PAGE TEXT:
□ □ □ □
We may also enquire into how people’s past is shaping their present – and their sense of what possibilities for the future might be. How people think, act and feel in the present is shaped by their biographies: their family and cultural inheritances; their lived experience of the systems in which they have participated and which have formed their inner selves.
Taking account of all this – present-moment awareness, the playing out of our past in the here and now – creates a foundation for contemplating action in the future. Supervision serves limited purpose if it does not create a sense of direction. There is space for formulating strategies, contemplating where one needs to develop one’s networks and how to exercise influence within them.
Putting this together in ecosystems supervision
Ecosystems supervision tries to work with an awareness of all of this while responding to specific material that supervisees bring to a particular session. This makes it necessarily an emergent process. The aim is to meet the individual in his or her wholeness, while locating them within any of a potentially limitless set of ecosystems. We consider the ecosystems of the coach coming to supervision and those of the clients whose stories they may bring. At any level of these stories – family, organisation, wider society – it is possible to expand the systemic perspective and access different discourses which might shed light on the object of enquiry – and the enquiry itself.
□ □ □ □
(Referring expression pointing data)
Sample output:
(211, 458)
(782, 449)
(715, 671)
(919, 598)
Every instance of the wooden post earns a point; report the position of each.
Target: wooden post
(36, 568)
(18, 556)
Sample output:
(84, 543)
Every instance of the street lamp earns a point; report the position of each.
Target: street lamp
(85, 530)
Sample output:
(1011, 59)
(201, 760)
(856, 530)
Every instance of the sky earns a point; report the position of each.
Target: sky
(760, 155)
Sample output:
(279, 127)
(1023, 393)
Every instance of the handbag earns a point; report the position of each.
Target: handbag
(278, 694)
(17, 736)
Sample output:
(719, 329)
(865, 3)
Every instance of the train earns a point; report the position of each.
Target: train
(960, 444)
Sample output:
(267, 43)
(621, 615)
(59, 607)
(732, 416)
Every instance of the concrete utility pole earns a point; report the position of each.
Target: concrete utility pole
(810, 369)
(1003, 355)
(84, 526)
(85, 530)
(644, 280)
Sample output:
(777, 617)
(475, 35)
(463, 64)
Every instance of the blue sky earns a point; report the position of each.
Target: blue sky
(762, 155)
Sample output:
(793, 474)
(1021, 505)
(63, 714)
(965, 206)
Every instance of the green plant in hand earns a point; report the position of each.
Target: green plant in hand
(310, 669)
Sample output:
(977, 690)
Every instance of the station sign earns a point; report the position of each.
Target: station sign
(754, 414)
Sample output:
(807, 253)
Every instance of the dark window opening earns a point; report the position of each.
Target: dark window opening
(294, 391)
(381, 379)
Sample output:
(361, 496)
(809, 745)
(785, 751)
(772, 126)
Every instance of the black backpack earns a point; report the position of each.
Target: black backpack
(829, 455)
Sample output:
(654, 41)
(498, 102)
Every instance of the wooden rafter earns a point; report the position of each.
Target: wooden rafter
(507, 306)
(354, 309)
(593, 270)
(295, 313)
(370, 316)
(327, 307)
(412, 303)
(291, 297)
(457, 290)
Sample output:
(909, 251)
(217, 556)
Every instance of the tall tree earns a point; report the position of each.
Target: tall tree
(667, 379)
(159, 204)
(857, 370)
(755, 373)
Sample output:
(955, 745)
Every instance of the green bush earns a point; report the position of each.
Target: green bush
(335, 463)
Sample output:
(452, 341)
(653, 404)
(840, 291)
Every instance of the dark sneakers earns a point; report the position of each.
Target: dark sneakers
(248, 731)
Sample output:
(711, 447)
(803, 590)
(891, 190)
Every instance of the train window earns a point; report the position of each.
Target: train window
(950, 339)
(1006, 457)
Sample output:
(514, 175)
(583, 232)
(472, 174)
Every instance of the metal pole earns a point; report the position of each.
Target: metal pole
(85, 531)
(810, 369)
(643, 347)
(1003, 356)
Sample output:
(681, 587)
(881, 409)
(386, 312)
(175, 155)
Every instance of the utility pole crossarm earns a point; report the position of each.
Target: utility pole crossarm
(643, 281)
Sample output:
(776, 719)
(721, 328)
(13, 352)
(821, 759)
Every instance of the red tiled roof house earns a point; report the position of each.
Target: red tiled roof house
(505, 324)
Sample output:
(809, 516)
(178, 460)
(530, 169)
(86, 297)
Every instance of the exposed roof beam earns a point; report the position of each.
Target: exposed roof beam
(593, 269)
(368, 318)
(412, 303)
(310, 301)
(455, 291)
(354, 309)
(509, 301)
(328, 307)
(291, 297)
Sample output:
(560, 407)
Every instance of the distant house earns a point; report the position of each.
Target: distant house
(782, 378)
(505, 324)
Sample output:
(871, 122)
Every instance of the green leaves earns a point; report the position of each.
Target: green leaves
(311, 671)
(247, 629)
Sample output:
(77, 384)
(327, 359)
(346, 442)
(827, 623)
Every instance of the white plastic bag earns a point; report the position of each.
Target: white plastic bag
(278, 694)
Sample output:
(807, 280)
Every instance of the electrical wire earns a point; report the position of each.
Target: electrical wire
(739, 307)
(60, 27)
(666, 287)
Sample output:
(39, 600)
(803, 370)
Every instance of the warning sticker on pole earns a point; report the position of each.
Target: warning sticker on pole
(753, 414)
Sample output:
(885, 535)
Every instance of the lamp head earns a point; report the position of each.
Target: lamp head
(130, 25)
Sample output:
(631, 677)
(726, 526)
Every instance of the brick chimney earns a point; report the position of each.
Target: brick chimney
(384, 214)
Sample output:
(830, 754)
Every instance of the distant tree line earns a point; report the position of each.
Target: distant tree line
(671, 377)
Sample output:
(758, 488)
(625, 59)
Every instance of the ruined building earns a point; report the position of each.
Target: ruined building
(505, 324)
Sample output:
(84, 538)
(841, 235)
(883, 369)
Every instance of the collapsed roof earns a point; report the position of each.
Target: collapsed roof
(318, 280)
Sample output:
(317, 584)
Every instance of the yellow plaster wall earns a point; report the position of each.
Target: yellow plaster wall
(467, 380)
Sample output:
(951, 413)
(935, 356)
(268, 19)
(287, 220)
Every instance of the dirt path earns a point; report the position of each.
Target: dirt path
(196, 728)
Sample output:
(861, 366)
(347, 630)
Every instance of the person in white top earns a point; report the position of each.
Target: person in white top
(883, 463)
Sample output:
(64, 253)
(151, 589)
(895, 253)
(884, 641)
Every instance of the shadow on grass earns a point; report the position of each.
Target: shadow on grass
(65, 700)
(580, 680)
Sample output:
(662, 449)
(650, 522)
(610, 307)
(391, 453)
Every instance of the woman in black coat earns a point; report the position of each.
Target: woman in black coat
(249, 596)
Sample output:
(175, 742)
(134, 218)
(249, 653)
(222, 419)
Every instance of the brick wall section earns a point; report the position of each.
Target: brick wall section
□ □ □ □
WORK INSTRUCTION 1:
Answer these questions from the supervision passage:
(a) What shapes how people think, act and feel in the present?
(b) Under what condition does supervision serve limited purpose?
(c) Whose ecosystems are considered in ecosystems supervision?
WORK INSTRUCTION 2:
Resume the supervision passage after its final sentence and keep writing in the same manner.

EXERCISE ANSWER 1:
(a) Their biographies: their family and cultural inheritances, and their lived experience of the systems in which they have participated and which have formed their inner selves.
(b) If it does not create a sense of direction.
(c) The ecosystems of the coach coming to supervision and those of the clients whose stories the coach may bring.

EXERCISE ANSWER 2:
We value diversity in the modalities that we adopt in supervision. We want to resist our own ecosystem becoming too institutionalised in its routines and perspectives. Coaches can be particularly grounded in the sensibilities of the corporate world or maxims about professional coaching practice which risk becoming dogma. We put a premium on questioning received wisdom and bringing freshness. So we might, for instance, use drawing, unorthodox locations, found material, imaginative work or embodied awareness to create new frames of consideration. Diversity extends to how we hold the session. While we take responsibility for holding the space, we see ourselves as peer supervisors and honour the expertise and experience of the group. Together, we aim for relational presence: we maintain a collective curiosity in how the sessions unfold and what the unfolding means. Disagreements or conflicts, met in this spirit, add to the richness of the experience.
A session may address specific cases brought by participant coaches. Or it might address more thematic questions being raised by the ecosystem. If coaches don’t raise these themselves, we might introduce them. In this, we are conscious that coaches and their clients may sometimes (perhaps unconsciously) bracket out of consideration matters that are considered too political, too risky or too difficult. But, to work with ecosystems awareness, these need to be brought into the conversation. There is an ethical element to this. Ecosystems supervision holds that coaches and leaders should act with full awareness of their impact on the community and the environment. In this, we align with the idea of ecoleadership as defined by Simon Western: to act in good faith to create the good society.